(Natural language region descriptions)
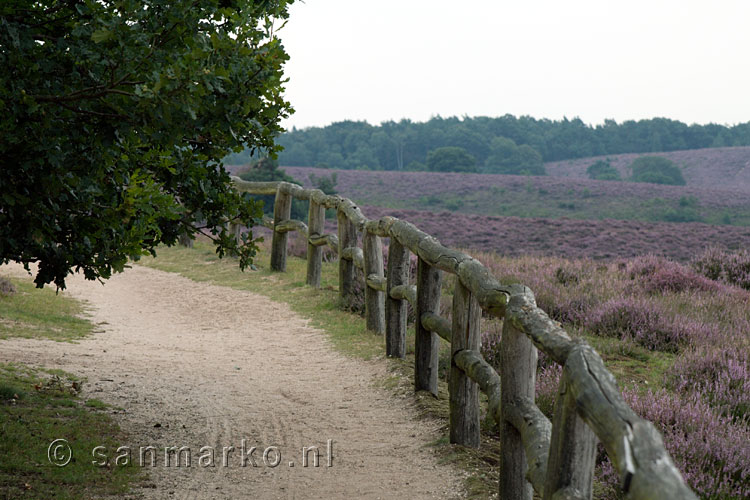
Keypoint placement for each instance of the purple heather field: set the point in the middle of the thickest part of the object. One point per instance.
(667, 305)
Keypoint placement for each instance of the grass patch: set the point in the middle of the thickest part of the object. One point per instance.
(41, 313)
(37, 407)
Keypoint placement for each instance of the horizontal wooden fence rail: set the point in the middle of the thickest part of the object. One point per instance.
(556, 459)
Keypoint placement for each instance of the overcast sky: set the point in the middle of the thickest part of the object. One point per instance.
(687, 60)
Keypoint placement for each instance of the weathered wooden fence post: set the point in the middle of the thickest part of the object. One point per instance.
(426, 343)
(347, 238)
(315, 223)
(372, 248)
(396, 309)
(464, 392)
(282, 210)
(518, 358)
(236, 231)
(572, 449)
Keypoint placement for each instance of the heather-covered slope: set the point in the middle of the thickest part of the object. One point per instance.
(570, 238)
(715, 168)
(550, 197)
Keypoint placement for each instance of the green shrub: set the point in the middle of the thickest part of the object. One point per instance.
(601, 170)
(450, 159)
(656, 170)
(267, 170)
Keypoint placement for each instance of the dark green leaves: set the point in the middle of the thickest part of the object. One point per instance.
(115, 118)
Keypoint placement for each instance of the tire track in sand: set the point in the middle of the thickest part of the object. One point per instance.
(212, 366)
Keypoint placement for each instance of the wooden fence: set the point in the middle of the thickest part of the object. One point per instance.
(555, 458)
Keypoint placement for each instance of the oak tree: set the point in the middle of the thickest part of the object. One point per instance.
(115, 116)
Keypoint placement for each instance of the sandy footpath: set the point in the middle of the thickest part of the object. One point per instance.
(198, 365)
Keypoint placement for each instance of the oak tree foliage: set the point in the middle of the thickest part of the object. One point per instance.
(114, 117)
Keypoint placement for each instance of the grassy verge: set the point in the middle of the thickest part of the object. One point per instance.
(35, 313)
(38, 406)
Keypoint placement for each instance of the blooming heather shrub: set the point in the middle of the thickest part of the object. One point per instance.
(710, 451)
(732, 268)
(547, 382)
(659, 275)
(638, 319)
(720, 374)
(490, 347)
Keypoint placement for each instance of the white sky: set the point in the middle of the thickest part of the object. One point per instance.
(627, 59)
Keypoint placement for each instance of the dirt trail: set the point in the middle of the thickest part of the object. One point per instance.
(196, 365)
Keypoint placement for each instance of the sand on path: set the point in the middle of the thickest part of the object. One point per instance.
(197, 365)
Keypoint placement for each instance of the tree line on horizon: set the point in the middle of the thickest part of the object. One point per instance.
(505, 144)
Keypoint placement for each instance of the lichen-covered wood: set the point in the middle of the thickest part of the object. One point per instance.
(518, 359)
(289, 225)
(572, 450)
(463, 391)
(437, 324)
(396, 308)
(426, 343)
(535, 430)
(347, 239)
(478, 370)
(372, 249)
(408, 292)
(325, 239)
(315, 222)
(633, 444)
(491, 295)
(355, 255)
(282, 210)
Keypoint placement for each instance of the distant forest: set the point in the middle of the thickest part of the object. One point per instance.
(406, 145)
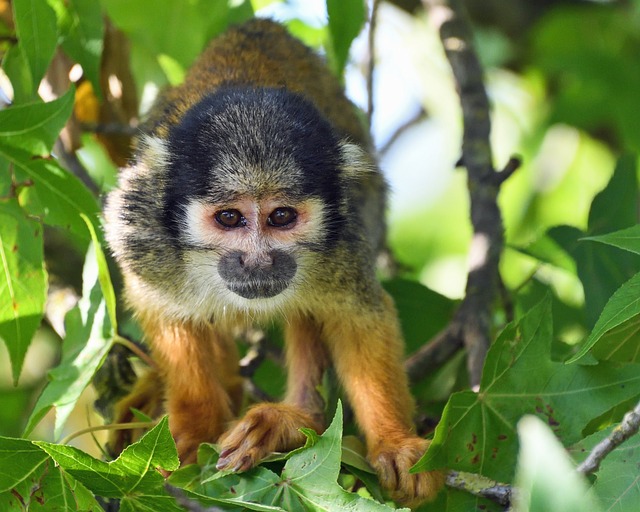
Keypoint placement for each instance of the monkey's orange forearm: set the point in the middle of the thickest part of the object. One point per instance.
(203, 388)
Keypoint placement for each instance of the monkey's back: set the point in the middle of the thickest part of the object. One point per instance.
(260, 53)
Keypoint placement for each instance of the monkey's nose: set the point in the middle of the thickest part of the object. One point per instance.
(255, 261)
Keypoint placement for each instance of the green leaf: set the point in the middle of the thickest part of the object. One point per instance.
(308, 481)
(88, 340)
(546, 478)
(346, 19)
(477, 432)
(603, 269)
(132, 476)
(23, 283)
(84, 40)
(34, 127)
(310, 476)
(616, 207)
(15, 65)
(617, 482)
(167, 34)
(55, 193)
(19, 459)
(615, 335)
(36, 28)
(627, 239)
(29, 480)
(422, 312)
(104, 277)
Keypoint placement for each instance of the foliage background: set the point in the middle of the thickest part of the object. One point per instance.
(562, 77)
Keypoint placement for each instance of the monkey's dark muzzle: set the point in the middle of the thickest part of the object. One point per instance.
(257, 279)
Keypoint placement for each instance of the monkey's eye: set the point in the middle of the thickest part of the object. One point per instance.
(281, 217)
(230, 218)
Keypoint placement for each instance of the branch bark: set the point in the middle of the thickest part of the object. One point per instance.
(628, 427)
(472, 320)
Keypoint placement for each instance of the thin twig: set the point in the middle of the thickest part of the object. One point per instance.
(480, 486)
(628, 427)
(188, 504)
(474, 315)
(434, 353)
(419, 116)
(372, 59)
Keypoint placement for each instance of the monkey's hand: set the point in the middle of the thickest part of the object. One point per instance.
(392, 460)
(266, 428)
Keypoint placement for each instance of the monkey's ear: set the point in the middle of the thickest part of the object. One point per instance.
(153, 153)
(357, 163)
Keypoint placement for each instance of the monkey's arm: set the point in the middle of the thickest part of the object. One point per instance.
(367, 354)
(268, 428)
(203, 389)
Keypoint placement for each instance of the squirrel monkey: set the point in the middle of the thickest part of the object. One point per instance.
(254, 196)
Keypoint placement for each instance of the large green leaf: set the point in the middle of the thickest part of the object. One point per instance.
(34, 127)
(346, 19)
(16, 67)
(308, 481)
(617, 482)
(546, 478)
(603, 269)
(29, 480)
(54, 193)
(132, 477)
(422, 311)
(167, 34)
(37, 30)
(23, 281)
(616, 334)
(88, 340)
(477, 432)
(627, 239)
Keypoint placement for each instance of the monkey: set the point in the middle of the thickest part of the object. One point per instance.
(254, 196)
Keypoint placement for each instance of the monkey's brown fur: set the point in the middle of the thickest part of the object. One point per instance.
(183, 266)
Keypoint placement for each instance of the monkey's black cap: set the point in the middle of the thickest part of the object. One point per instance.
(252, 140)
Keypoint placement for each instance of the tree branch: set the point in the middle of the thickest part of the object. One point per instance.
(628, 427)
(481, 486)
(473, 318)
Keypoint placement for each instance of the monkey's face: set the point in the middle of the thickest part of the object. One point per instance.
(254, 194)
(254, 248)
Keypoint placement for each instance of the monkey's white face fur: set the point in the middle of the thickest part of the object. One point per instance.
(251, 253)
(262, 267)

About this task ::
In your copy, repeat each record exactly and include no pictures.

The completed task ::
Keypoint placement for each instance of the purple heather field: set the point in the middle of the thickest part of the object. One point per instance.
(667, 305)
Keypoint placement for each instance of the grass patch: set the point in the middle of the thickest part of the object. One point per instance.
(41, 313)
(37, 407)
Keypoint placement for each instance of the horizontal wooden fence rail: set the point in the middle of the thickest part of the object. One point per instance.
(556, 459)
Keypoint placement for each instance of the overcast sky: set the point in the middle of the thickest part of the object. One point per instance.
(687, 60)
Keypoint placement for each instance of the weathered wooden fence post: set the point in the middle of the thickest part of the object. One point per instance.
(426, 343)
(347, 238)
(315, 223)
(372, 248)
(396, 309)
(464, 392)
(282, 210)
(518, 358)
(236, 231)
(572, 449)
Keypoint placement for each instance of the heather-covered slope: set the point in the middle of the thickest part of the object. One point per instance.
(570, 238)
(715, 168)
(550, 197)
Keypoint placement for each instance of the green shrub: set the point in the middle of the thickest part of the object. One point per instance.
(601, 170)
(450, 159)
(656, 170)
(267, 170)
Keypoint placement for each instance of the dark green leaves: set the point in the middle of the thickest part of the object. One point per instance.
(115, 118)
Keypoint placement for each instance of the tire track in sand: set the point in the middle of the thickest part of the object. One point per instance.
(212, 366)
Keypoint placement for each instance of the wooden fence: set the point in the middle of the thickest part of the object. One point per instance.
(555, 458)
Keypoint placement for each instance of the oak tree: set the point in the middle of the thickest part of the object. One point per instance.
(115, 116)
Keypoint placement for each instance of the sandy footpath: set the point in the middle of the thickest part of the object. One point per instance.
(198, 365)
Keypoint placement for each instance of the oak tree foliage: set the point in the middle of the thickest part of the object. One point per instance.
(114, 117)
Keypoint placement for each instance of the grassy verge: set the point in the middle of the thickest part of the object. One point per instance.
(35, 313)
(38, 406)
Keypoint placement for each instance of the blooming heather shrub: set the point in the middle of the thickest part of the object. One point per instance.
(710, 451)
(732, 268)
(547, 382)
(659, 275)
(638, 319)
(720, 374)
(490, 347)
Keypoint placement for each instance of the white sky: set the point in the middle of the thickest part of the object. One point per instance.
(627, 59)
Keypoint placement for each instance of the dirt trail: set the point in the middle of the thickest part of the object. One point per instance.
(196, 365)
Keypoint placement for each instance of the sand on path: set the point in the middle of the thickest part of the object. One point per instance.
(197, 365)
Keypoint placement for each instance of the tree line on horizon: set the point in the middle of the thickest part of the object. One point per instance.
(505, 144)
Keypoint placement for each instance of the lichen-covered wood: set the point in the middle of the thickest part of the object. One point per instance.
(518, 359)
(289, 225)
(572, 450)
(463, 391)
(437, 324)
(396, 308)
(426, 343)
(535, 430)
(347, 239)
(478, 370)
(372, 249)
(408, 292)
(325, 239)
(315, 222)
(633, 444)
(491, 295)
(355, 255)
(282, 210)
Keypoint placement for each instance of the distant forest: set the point in the middle of the thickest part of the object. One point per instance.
(406, 145)
Keypoint placement for each instance of the monkey's orange forearm: set the point in the middle of the thickest part of the object. One point per instance.
(203, 388)
Keypoint placement for each instance of the monkey's back: set the point in the middle of the thickest part of the object. One point per instance.
(260, 53)
Keypoint placement for each instance of the monkey's nose: set the point in the middle of the thickest part of the object. One point per instance.
(255, 261)
Keypoint placement for each instance of the green leaf: set the point in the middle of the thickest part of the object. One point per instance.
(308, 481)
(88, 340)
(546, 478)
(346, 19)
(477, 432)
(603, 269)
(132, 476)
(23, 283)
(84, 40)
(34, 127)
(310, 476)
(616, 207)
(15, 65)
(617, 482)
(167, 34)
(55, 193)
(19, 459)
(615, 335)
(36, 28)
(627, 239)
(29, 480)
(422, 312)
(104, 277)
Keypoint placement for each instance of the foliage background: set the point in the middle of the thickest part of the object. One point per instance.
(562, 77)
Keypoint placement for each instance of the monkey's dark muzzle: set the point in the middle of the thickest part of the object. One point per instance.
(257, 279)
Keypoint placement for each instance of the monkey's eye: set the point in the middle of the thickest part of the object. One point per instance.
(281, 217)
(230, 218)
Keypoint placement for each instance of the branch bark: set the point in the middle of the thickest part of the object. One point per instance.
(628, 427)
(472, 320)
Keypoint placement for each instance of the thin twig: set the point in the middle of the thickest part of the object. One point per instance.
(480, 486)
(628, 427)
(188, 504)
(474, 315)
(434, 353)
(419, 116)
(372, 59)
Keypoint placement for each instance of the monkey's hand: set the point in the middle of the thickest part of the object. One point per instance.
(392, 460)
(266, 428)
Keypoint placement for each instance of the monkey's ear: set the point in the middle of the thickest part of the object. One point per instance.
(153, 153)
(357, 163)
Keypoint placement for each instance of the monkey's arm: set the point in the middle of the thickest part of the object. One point per instance.
(367, 354)
(268, 428)
(203, 389)
Keypoint placement for each instance of the squirrel monkey: set the point in the middle of the thickest part of the object. One point per instance.
(254, 196)
Keypoint placement for each instance of the large green leaf: set the point in the middle of the thickest part of the object. One point per instance.
(34, 127)
(346, 19)
(16, 67)
(308, 481)
(617, 482)
(546, 478)
(603, 269)
(29, 480)
(54, 193)
(132, 477)
(422, 311)
(167, 34)
(37, 30)
(23, 281)
(616, 334)
(88, 340)
(477, 432)
(627, 239)
Keypoint placement for each instance of the monkey: set the point in the middle of the thickest part of the object. One point per instance.
(254, 196)
Keypoint placement for each instance of the monkey's brown fur: set the point in the middle of the thickest part of the object. One point per instance.
(183, 266)
Keypoint placement for each instance of the monkey's black cap: set the point in the middle of the thickest part of the object. One point per instance.
(252, 140)
Keypoint placement for each instance of the tree branch: set the point in the middle of the thickest part of the object. One point per instance.
(628, 427)
(481, 486)
(473, 318)
Keypoint placement for each instance of the monkey's face: set the point in the middle of the thickest part of the object. One point per instance.
(254, 194)
(254, 248)
Keypoint placement for each instance of the monkey's white face fur: set the point in the middle of the thickest part of the object. One point per instance.
(251, 253)
(262, 267)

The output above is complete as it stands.